__Required action__. Start at the top and transcribe every record through the final line exactly.

__Exercise material__.
--------

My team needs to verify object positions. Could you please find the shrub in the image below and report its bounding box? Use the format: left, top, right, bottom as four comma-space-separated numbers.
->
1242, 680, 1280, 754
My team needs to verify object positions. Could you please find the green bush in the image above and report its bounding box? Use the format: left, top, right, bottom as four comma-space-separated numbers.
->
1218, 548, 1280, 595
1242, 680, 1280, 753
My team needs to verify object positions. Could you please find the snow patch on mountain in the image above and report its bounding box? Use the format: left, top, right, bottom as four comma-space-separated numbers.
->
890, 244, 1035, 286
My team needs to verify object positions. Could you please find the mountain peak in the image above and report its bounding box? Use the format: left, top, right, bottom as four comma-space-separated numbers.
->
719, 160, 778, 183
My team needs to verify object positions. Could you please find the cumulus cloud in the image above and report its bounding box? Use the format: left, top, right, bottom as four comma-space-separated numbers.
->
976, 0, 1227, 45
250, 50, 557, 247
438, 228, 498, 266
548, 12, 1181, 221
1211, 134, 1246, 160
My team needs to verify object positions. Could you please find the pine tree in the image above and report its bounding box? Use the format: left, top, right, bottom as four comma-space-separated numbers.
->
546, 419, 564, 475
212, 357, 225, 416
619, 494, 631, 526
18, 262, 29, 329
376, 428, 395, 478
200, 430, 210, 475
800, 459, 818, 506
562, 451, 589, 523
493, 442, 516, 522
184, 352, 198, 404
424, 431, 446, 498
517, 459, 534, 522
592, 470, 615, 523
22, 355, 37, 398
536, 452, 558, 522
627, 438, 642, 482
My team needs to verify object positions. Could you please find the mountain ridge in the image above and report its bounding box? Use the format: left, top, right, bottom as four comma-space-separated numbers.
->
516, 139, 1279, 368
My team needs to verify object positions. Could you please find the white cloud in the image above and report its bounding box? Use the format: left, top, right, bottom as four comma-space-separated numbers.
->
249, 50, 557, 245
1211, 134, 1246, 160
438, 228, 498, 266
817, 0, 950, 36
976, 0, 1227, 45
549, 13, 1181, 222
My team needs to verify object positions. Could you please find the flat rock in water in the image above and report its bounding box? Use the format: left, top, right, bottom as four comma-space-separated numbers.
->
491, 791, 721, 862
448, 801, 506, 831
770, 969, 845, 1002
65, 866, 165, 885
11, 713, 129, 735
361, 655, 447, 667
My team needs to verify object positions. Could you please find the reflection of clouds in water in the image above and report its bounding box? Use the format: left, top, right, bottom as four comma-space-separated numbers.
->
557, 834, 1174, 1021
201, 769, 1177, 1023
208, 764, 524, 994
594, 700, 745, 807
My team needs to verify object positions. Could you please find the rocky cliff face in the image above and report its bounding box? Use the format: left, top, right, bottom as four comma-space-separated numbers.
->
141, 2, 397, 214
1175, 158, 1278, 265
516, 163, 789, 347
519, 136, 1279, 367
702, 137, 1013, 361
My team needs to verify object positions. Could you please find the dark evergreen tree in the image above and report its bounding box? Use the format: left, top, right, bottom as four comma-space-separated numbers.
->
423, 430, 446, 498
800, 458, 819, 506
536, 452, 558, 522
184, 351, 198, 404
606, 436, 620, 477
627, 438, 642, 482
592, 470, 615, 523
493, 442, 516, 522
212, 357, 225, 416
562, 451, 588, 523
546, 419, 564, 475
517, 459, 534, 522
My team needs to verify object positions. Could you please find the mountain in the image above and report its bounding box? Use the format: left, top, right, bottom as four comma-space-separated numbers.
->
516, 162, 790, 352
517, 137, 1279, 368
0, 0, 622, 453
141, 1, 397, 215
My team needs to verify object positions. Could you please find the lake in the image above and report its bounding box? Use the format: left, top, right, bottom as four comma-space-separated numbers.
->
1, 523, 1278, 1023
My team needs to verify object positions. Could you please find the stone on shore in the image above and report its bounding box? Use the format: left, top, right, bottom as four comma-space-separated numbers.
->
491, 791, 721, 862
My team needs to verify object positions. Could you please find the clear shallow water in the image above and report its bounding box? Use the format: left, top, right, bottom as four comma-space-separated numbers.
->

--------

__Result for this task__.
My team needs to verify object positions. Could you please find the shrub in the image below and report its bounding box? Use the format: left, top, right, bottom as four comma-space-separated numbers.
->
1242, 680, 1280, 754
My team needs to verify object positions. Could you please find the green bush in the image above and report its bounding box? Use the format: left, top, right, bottom as four comma-space-separated numbers.
->
1218, 548, 1280, 595
1242, 680, 1280, 753
My team needs to verify object positions. Could you please find the snow patch on mountain in the image above and report its bounding box? Use the format: left, top, right, bottom as four comma-space-separated numbers.
->
890, 244, 1035, 286
My team needs to verify object positions. Could you please find the mountain peak in the image above and report its bounding box? Use the format: left, top, right, bottom as four comma-space-separated numbers.
->
719, 160, 778, 183
My team needs to verify object positions. Could you please find the cumulus cloud in the image above and report its bounding box? Use the format: left, top, right, bottom as four comma-space-separated numbers.
->
976, 0, 1227, 45
250, 50, 557, 247
438, 228, 498, 266
548, 12, 1181, 221
1211, 134, 1246, 160
My team needs to verify object positions. Could you please find the pine tree in the image above and report its bounding box? Use the format: left, top, right, bottom as four comma-space-separated numbers.
->
546, 419, 564, 475
212, 357, 225, 416
619, 494, 631, 526
18, 262, 29, 329
376, 428, 395, 478
200, 430, 210, 475
800, 459, 818, 506
562, 451, 589, 523
493, 442, 516, 522
184, 352, 198, 404
424, 431, 446, 498
517, 459, 534, 522
592, 470, 615, 523
22, 355, 37, 398
536, 452, 558, 522
627, 438, 642, 482
My team needs to verify object positions. Could you please find the mountain ridge in the image above and report its bounding box? Use the format: left, top, right, bottom as four comma-space-separated numbers.
->
516, 139, 1279, 368
My team needs to verify object positions. Could you please find the white cloud in the image above and report its bounding box? Use the format: left, top, right, bottom as four comma-space-separated numbers.
->
249, 50, 557, 245
1211, 134, 1246, 160
438, 228, 498, 266
817, 0, 950, 36
976, 0, 1227, 45
549, 13, 1181, 222
My team needs to verify object positions. Could you please find the flat rock in water in the image above and report its bounding box? Use the format: left, top, right, bottom as four comma-space-separated numbers.
->
491, 791, 721, 862
448, 801, 506, 831
770, 969, 845, 1002
65, 866, 165, 885
11, 713, 129, 735
361, 655, 447, 667
My team needs to verify object positions. Could you please find the reflection of clouds in water in the image above and report its bounding box? Use the format: left, top, right, bottom as four comma-space-separated numbers.
->
557, 834, 1174, 1021
201, 769, 1177, 1023
208, 764, 524, 994
594, 700, 745, 807
My team needs to verify object positions. Could you please find the rocky cliff face in the image above and report its bounding box? Use the format: left, top, right, bottom as four comma-space-separated numbers.
->
141, 2, 397, 214
1175, 158, 1278, 265
516, 163, 789, 347
519, 136, 1279, 367
702, 137, 1013, 361
My team needs to verify object positions. Could you please find the dark evergreen tree in the image above and report its bounding box? Use the format: left, top, right, bottom as four comma-space-separated numbers.
->
423, 430, 446, 498
800, 458, 819, 506
536, 452, 558, 522
184, 351, 198, 404
606, 436, 620, 477
627, 438, 642, 482
592, 470, 615, 523
493, 442, 516, 522
212, 357, 225, 416
562, 451, 588, 523
546, 419, 564, 475
517, 459, 534, 522
My team needs to verify object positions. Could you please find the mountain in the image above and report its bounding box? Use the format: left, top, right, bottom as four comma-space-separated numbers.
->
516, 162, 790, 352
517, 137, 1279, 368
0, 0, 622, 453
141, 1, 397, 215
My team needs to verify object positions. Could you please find the lake in the image above and report its bounding box? Use the format: left, top, right, bottom as four comma-space-separated numbers.
->
1, 523, 1278, 1023
My team needs to verify object positions. Could you please find the stone on shore in the image above and report its bounding box? Use the format: left, top, right, bottom as four comma-space-separated numbers.
->
491, 791, 721, 862
My team needs to verify object positions. Could you please find the clear shallow water in the image above and report its bounding box? Use the format: left, top, right, bottom as four comma-space-separated numbers.
->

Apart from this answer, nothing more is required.